### Section de texte:
↓↓↓

L’auteur s’est attardé au lien que nous entretenons avec nos appareils numériques. Pourquoi, quand nous recevons un courriel, un texto, cette urgence de répondre, de cesser tout ce qu’on fait, de s’interrompre dans le milieu d’une phrase, même si cette phrase s’adresse à Louis-José Houde ?

Chaque courriel, chaque texto stimulent subrepticement notre cerveau, disait le journaliste américain. Derrière chaque « bip » signalant un nouveau message, le cerveau perçoit la petite dose de dopamine qui l’attend en lisant le message en question.

Ça recoupe plusieurs observations de l’essai The Shallows : What the Internet Is Doing to Our Brains, dans lequel l’auteur Nicholas Carr explore l’effet sur notre cerveau – organe hautement malléable, selon les besoins – de toutes ces heures consacrées au web.

« Quand nous sommes en ligne, nous ignorons bien souvent ce qui se passe autour de nous. Le monde réel s’estompe quand nous digérons le flot de symboles et de stimuli qui entrent dans nos appareils. »

— Extrait de l'essai de Nicholas Carr

Ce n’est pas pour rien qu’en octobre 2013, Philosophie Magazine décrétait que le « smartphone » faisait partie du cercle restreint des agents de « métamorphoses radicales » de notre quotidien.

Le mensuel français donnait ainsi la parole à une foule de penseurs sur cet « outil social total », qui pousse ses utilisateurs vers « la servitude volontaire », qui nous fait passer de la société du spectacle de Guy Debord à celle « de l’information », « qui se nourrit paradoxalement de la vitalité de la conversation pour accroître le contrôle… »

Le philosophe italien Maurizio Ferraris : « Cet homme qui répond à ses mails à trois heures du matin, personne ne l’a forcé à le faire. Mais il se sent requis. Même le pape Benoît XVI s’est assujetti à cette servitude en ouvrant un compte Twitter. »

↑↑↑

### Entrées:
↓↓↓

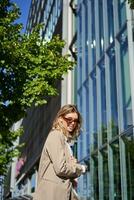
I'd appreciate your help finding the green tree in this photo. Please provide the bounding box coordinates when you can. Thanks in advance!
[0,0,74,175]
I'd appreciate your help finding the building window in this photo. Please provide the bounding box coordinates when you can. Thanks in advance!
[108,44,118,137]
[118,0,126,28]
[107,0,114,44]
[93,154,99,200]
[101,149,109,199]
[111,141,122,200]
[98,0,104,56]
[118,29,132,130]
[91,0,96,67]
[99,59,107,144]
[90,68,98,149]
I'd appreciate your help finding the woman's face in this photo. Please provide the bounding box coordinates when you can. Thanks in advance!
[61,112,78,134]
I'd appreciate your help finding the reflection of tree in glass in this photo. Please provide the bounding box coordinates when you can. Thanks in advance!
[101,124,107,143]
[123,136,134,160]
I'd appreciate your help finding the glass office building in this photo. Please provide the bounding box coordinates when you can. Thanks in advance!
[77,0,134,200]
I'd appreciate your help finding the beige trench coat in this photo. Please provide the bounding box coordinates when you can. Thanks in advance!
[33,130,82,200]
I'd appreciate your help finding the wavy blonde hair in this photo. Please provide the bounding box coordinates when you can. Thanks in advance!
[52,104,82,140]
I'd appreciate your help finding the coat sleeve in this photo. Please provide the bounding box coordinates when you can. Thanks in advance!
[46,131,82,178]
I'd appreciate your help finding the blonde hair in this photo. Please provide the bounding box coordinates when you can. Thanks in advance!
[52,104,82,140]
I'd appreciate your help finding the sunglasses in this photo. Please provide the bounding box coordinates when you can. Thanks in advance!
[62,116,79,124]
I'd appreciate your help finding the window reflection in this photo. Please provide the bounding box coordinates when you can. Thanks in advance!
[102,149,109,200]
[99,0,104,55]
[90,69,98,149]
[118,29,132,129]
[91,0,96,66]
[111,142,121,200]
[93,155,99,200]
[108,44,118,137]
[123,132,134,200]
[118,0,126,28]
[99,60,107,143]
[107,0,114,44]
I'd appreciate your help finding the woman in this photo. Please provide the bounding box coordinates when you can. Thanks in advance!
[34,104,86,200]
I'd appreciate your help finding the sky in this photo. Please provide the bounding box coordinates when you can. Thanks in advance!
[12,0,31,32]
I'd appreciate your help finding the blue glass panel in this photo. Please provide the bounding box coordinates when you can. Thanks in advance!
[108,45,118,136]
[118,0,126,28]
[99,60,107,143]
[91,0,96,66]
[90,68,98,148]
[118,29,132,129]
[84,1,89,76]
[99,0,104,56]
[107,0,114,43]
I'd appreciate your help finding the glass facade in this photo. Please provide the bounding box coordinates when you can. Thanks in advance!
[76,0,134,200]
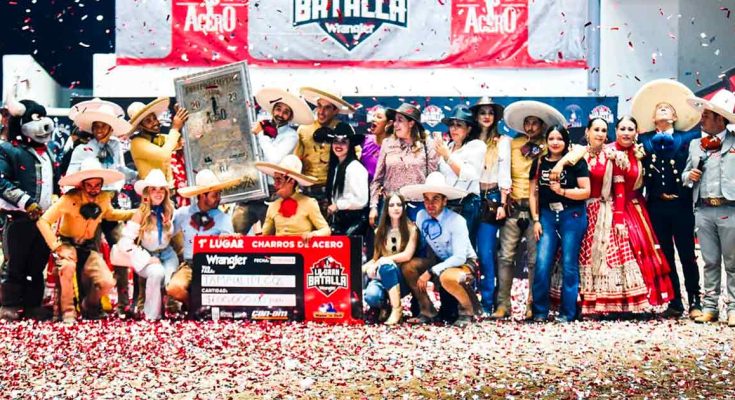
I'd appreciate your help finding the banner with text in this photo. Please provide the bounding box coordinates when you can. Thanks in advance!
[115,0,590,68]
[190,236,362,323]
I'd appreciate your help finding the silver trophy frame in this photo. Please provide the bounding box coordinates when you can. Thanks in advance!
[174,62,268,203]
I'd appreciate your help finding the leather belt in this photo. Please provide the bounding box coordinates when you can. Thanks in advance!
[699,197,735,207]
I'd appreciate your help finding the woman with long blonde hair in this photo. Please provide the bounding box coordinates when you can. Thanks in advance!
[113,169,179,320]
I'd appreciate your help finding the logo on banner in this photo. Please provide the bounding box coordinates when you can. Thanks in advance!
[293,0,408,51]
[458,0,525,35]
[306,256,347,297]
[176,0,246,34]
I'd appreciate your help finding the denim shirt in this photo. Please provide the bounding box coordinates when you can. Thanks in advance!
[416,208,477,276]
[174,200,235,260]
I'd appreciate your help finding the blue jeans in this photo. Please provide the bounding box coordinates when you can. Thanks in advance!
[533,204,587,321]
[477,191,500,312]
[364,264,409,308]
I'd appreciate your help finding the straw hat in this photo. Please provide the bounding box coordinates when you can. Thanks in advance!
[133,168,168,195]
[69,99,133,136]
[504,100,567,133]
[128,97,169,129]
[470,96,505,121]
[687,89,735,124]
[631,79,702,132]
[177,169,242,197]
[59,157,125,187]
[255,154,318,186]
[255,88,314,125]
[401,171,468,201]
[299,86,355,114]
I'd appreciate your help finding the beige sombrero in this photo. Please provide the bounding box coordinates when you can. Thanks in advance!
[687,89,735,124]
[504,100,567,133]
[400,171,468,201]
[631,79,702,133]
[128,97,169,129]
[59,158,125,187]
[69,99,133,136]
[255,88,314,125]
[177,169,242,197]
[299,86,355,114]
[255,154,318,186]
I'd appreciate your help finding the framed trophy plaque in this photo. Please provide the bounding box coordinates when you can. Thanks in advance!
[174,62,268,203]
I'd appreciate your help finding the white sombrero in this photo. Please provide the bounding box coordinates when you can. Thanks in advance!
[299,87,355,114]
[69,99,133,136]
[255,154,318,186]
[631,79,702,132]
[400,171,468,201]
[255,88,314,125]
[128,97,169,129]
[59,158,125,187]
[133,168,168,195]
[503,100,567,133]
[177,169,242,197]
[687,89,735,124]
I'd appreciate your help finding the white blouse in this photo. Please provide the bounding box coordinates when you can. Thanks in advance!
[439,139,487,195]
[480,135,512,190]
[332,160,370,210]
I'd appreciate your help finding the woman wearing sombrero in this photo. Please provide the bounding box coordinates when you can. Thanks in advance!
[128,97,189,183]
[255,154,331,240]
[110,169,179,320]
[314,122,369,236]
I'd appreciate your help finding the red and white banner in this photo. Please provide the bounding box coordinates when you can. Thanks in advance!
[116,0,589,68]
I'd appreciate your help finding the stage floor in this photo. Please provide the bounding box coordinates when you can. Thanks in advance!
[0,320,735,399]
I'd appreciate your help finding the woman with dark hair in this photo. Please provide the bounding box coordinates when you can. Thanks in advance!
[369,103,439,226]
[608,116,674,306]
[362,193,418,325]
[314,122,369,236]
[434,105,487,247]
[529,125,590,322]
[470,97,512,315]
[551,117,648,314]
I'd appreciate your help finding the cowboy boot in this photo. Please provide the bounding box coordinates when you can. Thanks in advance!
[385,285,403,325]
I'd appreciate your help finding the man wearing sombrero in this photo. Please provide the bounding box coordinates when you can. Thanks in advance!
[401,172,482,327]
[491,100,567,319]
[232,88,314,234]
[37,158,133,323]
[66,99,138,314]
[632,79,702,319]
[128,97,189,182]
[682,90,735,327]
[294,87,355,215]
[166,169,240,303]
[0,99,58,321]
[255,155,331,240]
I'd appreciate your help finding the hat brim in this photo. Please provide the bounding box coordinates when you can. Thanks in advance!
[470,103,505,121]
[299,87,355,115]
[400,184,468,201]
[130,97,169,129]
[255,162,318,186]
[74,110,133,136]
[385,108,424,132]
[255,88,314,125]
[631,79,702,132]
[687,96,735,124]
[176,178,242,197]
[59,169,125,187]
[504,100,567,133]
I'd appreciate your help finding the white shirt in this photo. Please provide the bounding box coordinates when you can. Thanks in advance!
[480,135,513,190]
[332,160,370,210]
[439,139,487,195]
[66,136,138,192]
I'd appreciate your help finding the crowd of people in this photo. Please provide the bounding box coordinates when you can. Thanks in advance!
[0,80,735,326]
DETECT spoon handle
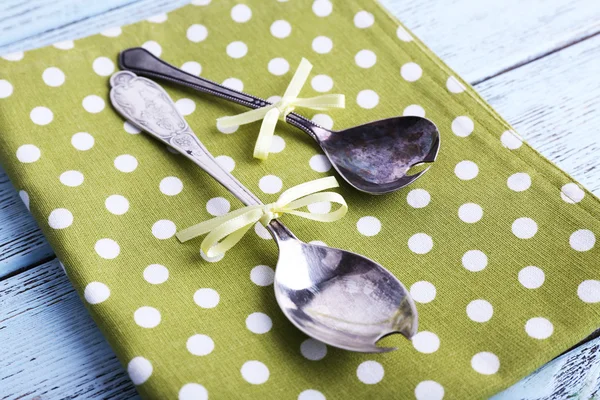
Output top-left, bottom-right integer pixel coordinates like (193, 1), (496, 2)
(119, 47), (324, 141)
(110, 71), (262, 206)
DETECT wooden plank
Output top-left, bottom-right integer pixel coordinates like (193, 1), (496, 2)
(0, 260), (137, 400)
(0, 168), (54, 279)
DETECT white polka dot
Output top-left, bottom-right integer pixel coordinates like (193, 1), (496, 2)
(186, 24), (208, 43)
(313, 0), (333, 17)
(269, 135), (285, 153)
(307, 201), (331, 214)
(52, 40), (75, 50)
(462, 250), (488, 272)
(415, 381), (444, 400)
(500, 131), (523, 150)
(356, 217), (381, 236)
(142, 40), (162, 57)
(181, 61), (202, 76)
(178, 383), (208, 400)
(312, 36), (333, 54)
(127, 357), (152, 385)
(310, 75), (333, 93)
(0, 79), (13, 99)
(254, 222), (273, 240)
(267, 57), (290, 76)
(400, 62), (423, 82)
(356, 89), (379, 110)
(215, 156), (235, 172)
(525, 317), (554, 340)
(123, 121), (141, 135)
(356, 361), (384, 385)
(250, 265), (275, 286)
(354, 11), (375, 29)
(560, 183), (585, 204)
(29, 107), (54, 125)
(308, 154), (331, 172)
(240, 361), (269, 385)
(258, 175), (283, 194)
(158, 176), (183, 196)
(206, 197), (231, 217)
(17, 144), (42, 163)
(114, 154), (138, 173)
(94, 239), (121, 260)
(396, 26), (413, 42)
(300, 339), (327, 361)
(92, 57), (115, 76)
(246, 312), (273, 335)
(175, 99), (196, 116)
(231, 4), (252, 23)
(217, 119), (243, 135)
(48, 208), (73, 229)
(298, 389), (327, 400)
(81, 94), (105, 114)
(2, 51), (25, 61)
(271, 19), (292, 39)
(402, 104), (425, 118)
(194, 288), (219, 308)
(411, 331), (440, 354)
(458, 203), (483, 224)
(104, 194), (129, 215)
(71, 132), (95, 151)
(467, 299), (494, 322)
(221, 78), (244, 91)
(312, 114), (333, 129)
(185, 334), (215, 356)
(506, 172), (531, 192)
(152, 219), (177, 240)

↑↑↑

### Objectif A:
D'après le texte sur les appareils numériques, pourquoi éprouvons-nous l'urgence de répondre à un courriel ou à un texto ? Répondez en une à trois phrases.
### Objectif B:
Prolongez le texte sur les appareils numériques à partir de sa dernière phrase.
Les entrées proviennent d'une autre source.

### Résultat de l'exercice A:
Chaque courriel et chaque texto stimulent subrepticement notre cerveau. Derrière chaque « bip » qui signale un nouveau message, le cerveau perçoit la petite dose de dopamine qui l'attend à la lecture de ce message.

### Résultat de l'exercice B:
***

Quand elle a répondu à mon appel à tous sur l’ère numérique, l’animatrice et auteure Sophie Bérubé a choisi de résumer sa relation fusionnelle avec son iPhone.

« Je me réveille avec lui, je le garde tout près de moi s’il ne fonctionne pas, et bien sûr c’est la dernière chose que je vois avant de fermer l’œil, la nuit. Je passe plus de temps avec lui qu’avec quiconque. Il me garde connectée au monde et parfois m’éloigne des miens… »

Des millions de personnes auraient pu écrire ces mots…

Puis, Sophie Bérubé a cette phrase magistrale : « Il m’a à la fois rendue libre et esclave. » Je ressens jusque dans les synapses de mon cortex la justesse de ces mots. Mon « outil social total » est devenu un pusher pervers, qui me permet d’effectuer des tâches parfois essentielles, parfois futiles… Dans la même minute.

Avant de pondre cette série, j’en discutais avec des amis, lors d’un brunch. La conversation a bien sûr dévié sur ce classique du XXIe siècle qui irrite tant Louis-José Houde : les repas entre amis monopolisés par les conversations virtuelles des convives, via iPhone. J’ai alors saisi le mien et je me suis mis à pitonner…

Au bout de deux ou trois secondes, j’ai lancé à la tablée : 

— Je fais quoi, vous pensez ?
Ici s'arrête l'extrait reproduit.